WHAT YOU HAVE TO DO
Count how many lines in the records below contain the string "child". Case counts. Reply with the number alone.

RECORDS SHOWN
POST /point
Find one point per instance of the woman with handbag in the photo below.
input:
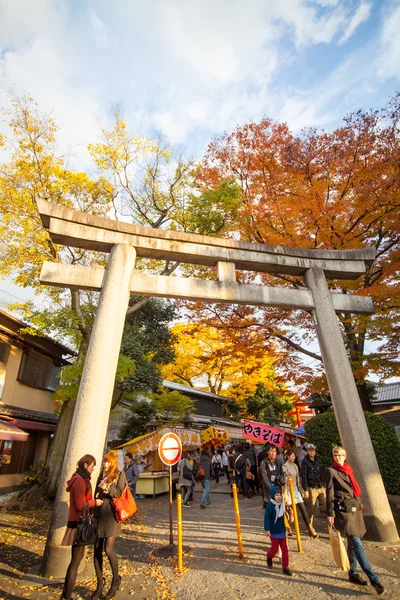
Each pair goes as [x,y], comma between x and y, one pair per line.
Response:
[271,473]
[185,478]
[344,511]
[110,484]
[80,499]
[291,469]
[216,463]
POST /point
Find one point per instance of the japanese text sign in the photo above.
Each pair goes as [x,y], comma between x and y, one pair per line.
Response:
[263,433]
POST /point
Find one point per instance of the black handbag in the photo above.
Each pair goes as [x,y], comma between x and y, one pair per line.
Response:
[86,531]
[187,473]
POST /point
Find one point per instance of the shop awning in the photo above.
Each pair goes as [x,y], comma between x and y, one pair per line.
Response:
[143,444]
[8,431]
[214,436]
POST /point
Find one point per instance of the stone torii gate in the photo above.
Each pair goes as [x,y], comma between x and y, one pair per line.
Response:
[119,279]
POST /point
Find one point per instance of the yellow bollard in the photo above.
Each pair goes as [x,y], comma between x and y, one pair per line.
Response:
[179,514]
[237,515]
[296,520]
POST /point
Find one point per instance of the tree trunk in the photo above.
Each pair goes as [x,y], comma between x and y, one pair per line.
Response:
[57,450]
[364,397]
[34,495]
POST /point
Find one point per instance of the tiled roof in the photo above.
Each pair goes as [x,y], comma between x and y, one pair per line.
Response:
[189,391]
[388,392]
[26,413]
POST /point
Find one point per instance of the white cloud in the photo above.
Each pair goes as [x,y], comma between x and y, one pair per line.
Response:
[388,61]
[190,69]
[362,14]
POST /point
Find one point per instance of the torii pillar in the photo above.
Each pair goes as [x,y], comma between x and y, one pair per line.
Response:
[93,404]
[348,411]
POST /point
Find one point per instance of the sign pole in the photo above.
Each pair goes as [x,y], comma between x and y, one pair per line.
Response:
[171,533]
[170,452]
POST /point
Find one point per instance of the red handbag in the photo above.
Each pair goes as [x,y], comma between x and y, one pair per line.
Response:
[124,506]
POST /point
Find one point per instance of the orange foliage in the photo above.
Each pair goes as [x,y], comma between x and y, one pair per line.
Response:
[331,190]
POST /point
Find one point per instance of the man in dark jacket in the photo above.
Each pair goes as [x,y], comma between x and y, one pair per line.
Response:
[240,470]
[313,480]
[131,472]
[205,462]
[252,456]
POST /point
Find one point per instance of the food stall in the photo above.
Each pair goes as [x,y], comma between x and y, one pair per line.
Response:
[213,436]
[153,479]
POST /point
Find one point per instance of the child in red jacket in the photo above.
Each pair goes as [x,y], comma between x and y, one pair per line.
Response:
[274,525]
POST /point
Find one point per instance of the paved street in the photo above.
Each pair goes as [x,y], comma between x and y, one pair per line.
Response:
[213,570]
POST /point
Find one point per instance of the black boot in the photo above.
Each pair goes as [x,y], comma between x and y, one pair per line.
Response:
[99,590]
[114,588]
[355,578]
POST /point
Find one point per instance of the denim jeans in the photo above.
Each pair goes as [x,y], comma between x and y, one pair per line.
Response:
[241,481]
[205,499]
[356,552]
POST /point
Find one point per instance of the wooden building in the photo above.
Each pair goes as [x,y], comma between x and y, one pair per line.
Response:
[29,372]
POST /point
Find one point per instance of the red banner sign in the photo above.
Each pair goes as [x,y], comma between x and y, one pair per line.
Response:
[263,433]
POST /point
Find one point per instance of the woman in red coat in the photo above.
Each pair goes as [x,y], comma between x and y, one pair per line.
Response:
[80,494]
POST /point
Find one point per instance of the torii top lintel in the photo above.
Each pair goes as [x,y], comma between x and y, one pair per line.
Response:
[69,227]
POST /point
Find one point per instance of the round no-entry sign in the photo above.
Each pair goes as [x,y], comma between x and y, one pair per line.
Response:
[170,448]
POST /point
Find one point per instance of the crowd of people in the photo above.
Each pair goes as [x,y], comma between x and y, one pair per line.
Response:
[335,490]
[267,472]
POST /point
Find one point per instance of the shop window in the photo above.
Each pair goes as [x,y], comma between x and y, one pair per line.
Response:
[4,354]
[38,371]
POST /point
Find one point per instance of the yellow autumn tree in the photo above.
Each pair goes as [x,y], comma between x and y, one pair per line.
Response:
[225,362]
[131,180]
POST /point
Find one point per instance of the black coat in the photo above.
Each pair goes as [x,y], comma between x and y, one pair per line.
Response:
[338,489]
[107,525]
[265,471]
[312,473]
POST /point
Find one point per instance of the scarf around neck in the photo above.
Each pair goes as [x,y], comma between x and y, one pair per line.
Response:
[83,473]
[279,509]
[347,470]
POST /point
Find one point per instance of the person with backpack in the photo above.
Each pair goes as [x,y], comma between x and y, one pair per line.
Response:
[131,472]
[240,471]
[216,462]
[271,473]
[204,476]
[185,478]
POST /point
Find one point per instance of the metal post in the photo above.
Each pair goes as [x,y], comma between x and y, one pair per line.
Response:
[171,532]
[296,519]
[179,514]
[237,515]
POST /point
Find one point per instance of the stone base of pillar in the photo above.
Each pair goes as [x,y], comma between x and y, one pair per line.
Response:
[56,560]
[33,580]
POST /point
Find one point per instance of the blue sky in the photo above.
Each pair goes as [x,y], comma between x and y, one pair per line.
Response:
[194,69]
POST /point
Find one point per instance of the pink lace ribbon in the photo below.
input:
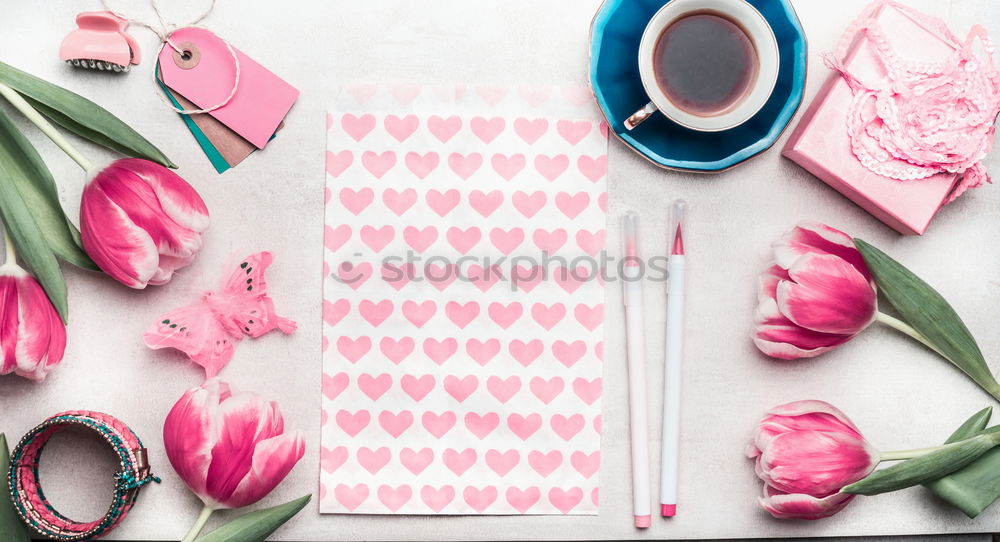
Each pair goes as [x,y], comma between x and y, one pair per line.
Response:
[935,117]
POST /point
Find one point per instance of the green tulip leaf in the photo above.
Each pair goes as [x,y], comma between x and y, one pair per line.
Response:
[926,311]
[30,242]
[81,116]
[256,526]
[34,182]
[975,487]
[11,526]
[927,467]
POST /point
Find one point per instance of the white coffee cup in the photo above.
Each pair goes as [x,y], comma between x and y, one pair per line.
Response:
[765,46]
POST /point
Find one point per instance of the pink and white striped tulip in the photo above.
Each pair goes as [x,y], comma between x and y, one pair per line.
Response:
[817,295]
[140,222]
[32,336]
[229,447]
[805,452]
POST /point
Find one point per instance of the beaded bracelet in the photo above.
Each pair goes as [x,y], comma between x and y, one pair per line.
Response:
[26,492]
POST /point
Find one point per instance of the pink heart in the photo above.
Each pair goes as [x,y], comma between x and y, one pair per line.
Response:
[505,315]
[378,164]
[549,241]
[401,128]
[544,464]
[349,497]
[395,424]
[574,132]
[440,351]
[548,317]
[531,130]
[335,385]
[415,461]
[526,278]
[547,390]
[460,388]
[420,239]
[399,202]
[569,353]
[479,499]
[593,168]
[465,166]
[355,202]
[529,205]
[337,163]
[487,129]
[567,428]
[508,166]
[443,203]
[502,463]
[374,460]
[374,386]
[481,425]
[586,464]
[331,460]
[395,350]
[459,462]
[352,424]
[417,388]
[394,498]
[334,312]
[377,239]
[354,275]
[523,500]
[357,127]
[463,240]
[572,205]
[482,352]
[437,499]
[444,128]
[565,501]
[525,353]
[422,165]
[503,388]
[438,425]
[591,243]
[375,313]
[588,391]
[523,426]
[485,204]
[354,349]
[590,317]
[334,238]
[419,313]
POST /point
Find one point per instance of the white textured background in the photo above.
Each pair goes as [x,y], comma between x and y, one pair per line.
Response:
[899,394]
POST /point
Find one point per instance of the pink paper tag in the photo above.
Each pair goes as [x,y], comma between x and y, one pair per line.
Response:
[206,78]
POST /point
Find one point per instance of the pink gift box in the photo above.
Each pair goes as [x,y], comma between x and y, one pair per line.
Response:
[820,142]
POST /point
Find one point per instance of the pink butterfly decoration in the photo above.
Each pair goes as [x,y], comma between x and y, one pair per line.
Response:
[209,330]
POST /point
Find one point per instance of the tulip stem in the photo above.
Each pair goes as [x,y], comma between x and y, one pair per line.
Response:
[903,327]
[45,126]
[199,524]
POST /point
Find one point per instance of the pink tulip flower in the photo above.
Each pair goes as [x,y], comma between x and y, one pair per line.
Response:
[817,295]
[806,451]
[140,222]
[229,447]
[32,336]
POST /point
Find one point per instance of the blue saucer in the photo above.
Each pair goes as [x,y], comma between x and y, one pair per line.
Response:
[617,85]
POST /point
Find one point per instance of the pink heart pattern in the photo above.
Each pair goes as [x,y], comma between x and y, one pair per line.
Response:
[455,387]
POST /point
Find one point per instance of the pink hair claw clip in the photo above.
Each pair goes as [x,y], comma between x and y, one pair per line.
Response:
[100,43]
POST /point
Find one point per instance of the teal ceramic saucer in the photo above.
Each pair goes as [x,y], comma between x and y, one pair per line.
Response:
[617,85]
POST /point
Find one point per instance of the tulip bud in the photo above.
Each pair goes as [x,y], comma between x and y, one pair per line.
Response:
[229,447]
[140,222]
[32,336]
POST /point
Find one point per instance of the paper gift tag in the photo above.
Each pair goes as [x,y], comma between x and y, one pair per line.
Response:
[206,78]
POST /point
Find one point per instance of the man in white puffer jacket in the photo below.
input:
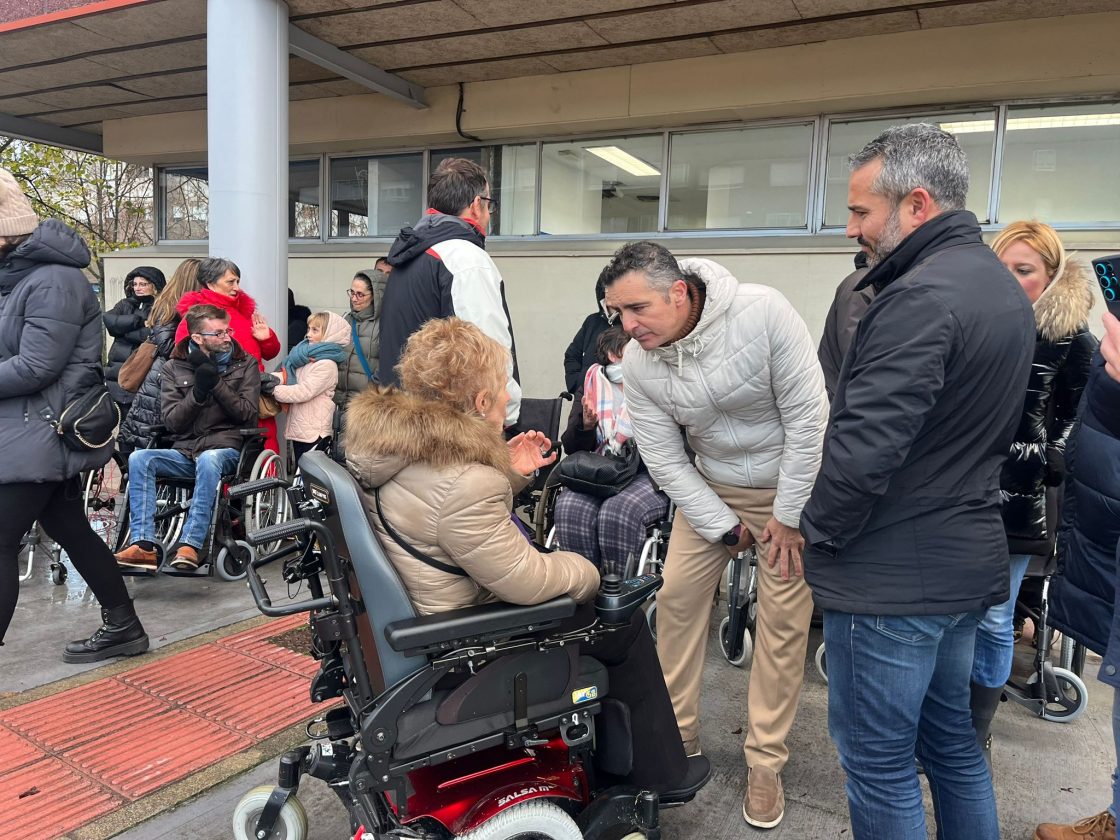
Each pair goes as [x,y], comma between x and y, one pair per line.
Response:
[734,365]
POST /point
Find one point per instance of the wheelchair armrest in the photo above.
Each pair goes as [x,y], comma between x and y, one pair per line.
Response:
[474,625]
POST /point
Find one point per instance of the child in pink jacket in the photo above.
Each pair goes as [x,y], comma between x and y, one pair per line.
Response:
[306,381]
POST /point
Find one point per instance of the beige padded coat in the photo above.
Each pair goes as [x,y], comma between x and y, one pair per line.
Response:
[445,484]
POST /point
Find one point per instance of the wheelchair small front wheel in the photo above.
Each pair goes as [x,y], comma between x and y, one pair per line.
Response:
[233,566]
[537,820]
[291,824]
[738,658]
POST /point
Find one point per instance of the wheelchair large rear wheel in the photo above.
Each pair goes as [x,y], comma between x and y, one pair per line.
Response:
[535,820]
[291,824]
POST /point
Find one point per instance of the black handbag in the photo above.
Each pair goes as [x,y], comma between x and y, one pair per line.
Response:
[600,475]
[89,421]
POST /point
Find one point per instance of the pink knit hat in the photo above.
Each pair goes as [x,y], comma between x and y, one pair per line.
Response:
[16,214]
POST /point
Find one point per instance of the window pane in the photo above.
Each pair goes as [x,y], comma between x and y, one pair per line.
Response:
[375,196]
[185,201]
[512,174]
[600,186]
[747,178]
[304,199]
[1062,164]
[974,131]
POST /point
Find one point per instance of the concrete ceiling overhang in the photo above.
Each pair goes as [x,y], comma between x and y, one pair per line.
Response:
[106,59]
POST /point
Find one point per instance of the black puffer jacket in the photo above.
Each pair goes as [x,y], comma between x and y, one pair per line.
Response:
[1063,352]
[126,323]
[145,412]
[49,353]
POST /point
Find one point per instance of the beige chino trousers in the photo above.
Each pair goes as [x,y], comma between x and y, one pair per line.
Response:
[693,568]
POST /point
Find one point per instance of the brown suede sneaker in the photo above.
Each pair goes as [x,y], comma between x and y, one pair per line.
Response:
[186,559]
[1101,827]
[134,557]
[764,805]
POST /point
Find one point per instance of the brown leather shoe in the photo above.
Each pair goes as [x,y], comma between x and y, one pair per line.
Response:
[1101,827]
[764,805]
[186,559]
[134,557]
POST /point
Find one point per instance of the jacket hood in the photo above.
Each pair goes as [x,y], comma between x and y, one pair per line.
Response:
[54,242]
[243,304]
[1063,307]
[182,351]
[430,231]
[388,429]
[337,329]
[149,272]
[720,287]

WORKED ANSWER
2